>>>
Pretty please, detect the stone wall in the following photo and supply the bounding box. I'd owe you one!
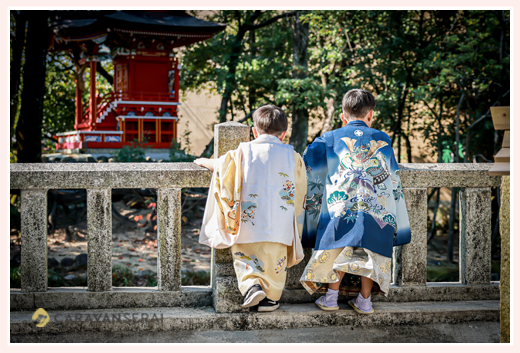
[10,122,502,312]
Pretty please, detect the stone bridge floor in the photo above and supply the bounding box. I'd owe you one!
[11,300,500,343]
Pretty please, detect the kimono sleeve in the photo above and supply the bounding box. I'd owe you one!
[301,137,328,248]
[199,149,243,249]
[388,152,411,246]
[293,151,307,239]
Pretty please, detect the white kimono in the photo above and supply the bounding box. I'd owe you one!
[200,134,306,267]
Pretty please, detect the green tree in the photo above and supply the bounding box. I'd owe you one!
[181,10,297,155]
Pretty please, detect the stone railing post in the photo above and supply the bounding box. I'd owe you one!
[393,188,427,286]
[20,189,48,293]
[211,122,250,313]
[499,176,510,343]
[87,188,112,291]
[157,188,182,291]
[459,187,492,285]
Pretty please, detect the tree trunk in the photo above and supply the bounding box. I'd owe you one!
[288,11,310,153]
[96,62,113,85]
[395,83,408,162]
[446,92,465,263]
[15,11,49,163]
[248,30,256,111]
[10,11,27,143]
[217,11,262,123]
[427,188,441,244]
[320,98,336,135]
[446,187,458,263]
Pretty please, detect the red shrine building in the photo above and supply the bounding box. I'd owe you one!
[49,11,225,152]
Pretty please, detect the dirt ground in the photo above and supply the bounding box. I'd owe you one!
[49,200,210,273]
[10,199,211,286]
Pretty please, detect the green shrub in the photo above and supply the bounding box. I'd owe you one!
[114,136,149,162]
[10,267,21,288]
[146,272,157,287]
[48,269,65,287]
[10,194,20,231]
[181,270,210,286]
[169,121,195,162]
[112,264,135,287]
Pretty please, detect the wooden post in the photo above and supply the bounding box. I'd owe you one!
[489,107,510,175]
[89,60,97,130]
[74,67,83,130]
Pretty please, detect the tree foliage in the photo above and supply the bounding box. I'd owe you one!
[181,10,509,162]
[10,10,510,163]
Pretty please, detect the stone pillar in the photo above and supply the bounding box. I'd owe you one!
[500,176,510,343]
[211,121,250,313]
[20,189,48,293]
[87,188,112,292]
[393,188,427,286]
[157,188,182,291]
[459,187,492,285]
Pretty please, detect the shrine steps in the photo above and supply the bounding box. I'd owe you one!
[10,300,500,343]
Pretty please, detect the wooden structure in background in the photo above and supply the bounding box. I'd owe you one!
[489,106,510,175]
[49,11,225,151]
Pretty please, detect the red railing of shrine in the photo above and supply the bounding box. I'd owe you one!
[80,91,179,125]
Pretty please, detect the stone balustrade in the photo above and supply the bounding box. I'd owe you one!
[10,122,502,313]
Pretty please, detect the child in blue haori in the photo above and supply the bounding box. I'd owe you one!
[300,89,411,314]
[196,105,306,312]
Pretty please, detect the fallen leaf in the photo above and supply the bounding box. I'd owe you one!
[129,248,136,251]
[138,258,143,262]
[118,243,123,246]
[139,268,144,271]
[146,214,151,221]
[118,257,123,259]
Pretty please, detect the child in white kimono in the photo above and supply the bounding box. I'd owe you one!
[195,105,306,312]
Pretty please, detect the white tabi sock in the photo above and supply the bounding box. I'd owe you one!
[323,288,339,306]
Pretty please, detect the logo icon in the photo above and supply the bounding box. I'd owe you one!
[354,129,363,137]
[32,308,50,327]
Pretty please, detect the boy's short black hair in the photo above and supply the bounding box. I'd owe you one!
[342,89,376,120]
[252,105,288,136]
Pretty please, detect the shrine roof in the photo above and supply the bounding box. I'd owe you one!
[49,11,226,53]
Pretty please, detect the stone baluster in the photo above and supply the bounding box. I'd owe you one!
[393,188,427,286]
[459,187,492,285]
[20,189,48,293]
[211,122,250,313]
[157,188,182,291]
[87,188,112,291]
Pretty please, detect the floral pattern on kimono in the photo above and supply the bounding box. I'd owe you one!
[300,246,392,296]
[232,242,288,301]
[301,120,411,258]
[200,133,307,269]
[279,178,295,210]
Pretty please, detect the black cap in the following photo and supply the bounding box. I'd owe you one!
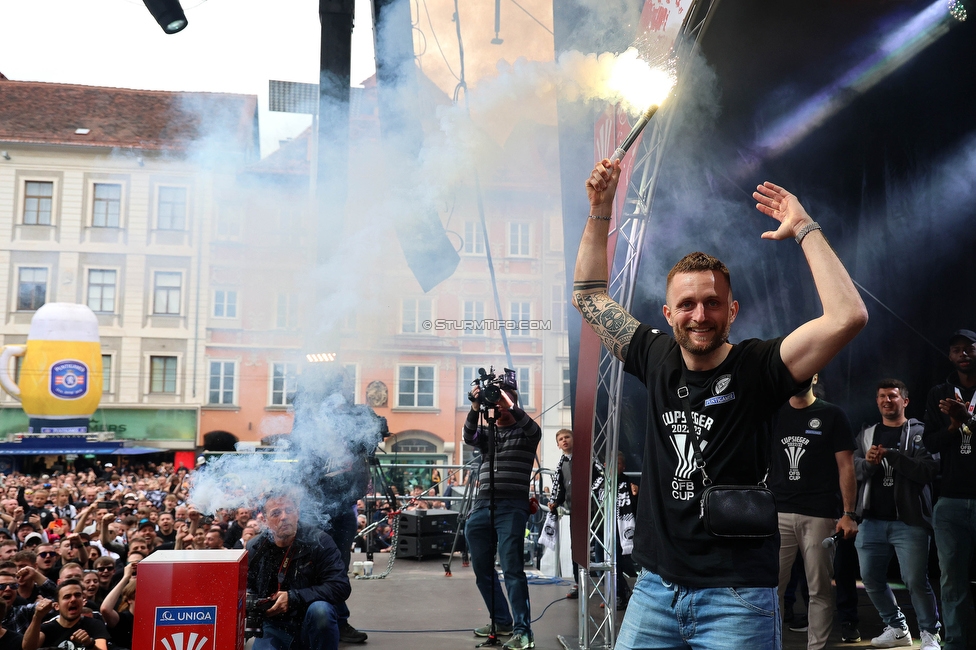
<<<
>>>
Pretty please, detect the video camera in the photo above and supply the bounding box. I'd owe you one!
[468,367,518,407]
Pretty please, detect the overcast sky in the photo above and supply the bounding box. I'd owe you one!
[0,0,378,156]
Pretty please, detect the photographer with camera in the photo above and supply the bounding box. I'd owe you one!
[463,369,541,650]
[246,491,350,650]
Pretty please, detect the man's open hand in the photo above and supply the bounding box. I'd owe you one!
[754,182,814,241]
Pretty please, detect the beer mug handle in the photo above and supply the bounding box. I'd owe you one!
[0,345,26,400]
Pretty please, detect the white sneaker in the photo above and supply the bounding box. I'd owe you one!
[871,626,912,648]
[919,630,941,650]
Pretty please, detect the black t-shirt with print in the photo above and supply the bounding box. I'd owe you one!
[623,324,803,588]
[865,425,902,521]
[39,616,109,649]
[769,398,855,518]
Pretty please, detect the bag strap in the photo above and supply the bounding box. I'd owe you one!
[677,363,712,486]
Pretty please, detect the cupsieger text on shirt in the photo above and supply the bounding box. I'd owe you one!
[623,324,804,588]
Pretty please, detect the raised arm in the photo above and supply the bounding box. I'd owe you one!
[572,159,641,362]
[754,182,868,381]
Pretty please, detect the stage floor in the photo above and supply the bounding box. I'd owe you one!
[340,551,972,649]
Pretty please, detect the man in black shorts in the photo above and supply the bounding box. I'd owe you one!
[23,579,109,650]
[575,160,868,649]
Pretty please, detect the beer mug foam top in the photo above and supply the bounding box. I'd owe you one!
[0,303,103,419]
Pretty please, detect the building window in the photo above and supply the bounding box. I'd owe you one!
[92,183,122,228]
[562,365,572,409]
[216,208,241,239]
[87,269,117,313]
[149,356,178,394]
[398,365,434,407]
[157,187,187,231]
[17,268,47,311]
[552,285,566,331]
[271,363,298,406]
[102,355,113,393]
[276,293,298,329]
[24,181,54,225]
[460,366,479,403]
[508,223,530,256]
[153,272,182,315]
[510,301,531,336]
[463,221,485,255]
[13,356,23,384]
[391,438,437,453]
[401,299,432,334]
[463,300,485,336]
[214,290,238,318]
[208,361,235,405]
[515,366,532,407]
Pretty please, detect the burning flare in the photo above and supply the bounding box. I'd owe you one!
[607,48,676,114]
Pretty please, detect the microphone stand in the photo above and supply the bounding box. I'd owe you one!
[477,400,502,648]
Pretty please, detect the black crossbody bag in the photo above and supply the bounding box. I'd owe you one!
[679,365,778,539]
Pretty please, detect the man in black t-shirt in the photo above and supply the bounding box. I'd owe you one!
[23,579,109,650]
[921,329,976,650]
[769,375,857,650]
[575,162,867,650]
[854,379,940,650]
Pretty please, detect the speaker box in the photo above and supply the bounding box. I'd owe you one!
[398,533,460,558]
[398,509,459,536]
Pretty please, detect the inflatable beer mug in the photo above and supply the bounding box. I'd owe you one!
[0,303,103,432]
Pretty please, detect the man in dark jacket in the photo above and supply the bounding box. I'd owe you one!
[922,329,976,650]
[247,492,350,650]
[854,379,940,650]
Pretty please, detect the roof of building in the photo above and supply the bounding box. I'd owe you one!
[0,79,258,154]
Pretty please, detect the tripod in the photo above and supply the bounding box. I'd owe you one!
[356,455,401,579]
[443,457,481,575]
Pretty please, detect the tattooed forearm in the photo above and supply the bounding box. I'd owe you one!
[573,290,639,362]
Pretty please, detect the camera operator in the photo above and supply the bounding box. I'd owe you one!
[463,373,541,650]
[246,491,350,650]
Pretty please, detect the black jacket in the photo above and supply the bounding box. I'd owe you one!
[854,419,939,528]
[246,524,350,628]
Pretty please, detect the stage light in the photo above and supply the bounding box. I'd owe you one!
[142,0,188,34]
<<<
Required work: Taking the entries above, write out exactly the lines starting with the line containing "Pretty please, detect the child in blue" and going on through the line containing "Pretty please, detect the black cap", both included, and nothing else.

Result below:
Pretty please, detect the child in blue haori in the photo above and supply the bounding box. I'd owe you one!
[300,89,411,314]
[196,105,306,312]
Pretty please, detect the fallen leaf in the photo above and supply the bounding box. I'd owe you one!
[129,248,136,251]
[138,258,143,262]
[118,243,123,246]
[139,268,144,271]
[146,214,151,221]
[118,257,123,259]
Pretty please, detect the child in white kimono in the photo above and supply the bounding box. I'd owe you one!
[195,105,306,312]
Pretty please, detect the white tabi sock in the photo above and supply the bounding box. I'd owe you one!
[323,288,339,306]
Pretty please, detect the logo icon in the photo above and supply the bounding box. I'd owe you one!
[354,129,363,137]
[32,308,50,327]
Pretty please, detect the boy's short black hair in the photo above and supply the bounding box. I'd owe you one!
[342,89,376,120]
[252,105,288,136]
Pretty please, detect the shrine roof in the photo above and supply the bounding box. I'd owe you one!
[49,11,226,53]
Pretty please, detect the stone baluster in the photo above and supply the bounding box. I'd owe you one!
[393,188,427,286]
[459,187,492,285]
[20,189,48,293]
[211,122,250,313]
[157,188,182,291]
[87,188,112,291]
Pretty please, detect the floral pattern on kimono in the photo above and supply the bounding box. I'd owe you one!
[300,246,392,296]
[232,242,288,301]
[301,120,411,258]
[200,133,307,269]
[279,178,295,210]
Pretty please, detect the black cap in the following photo and supply the bounding box. I'd owe you one!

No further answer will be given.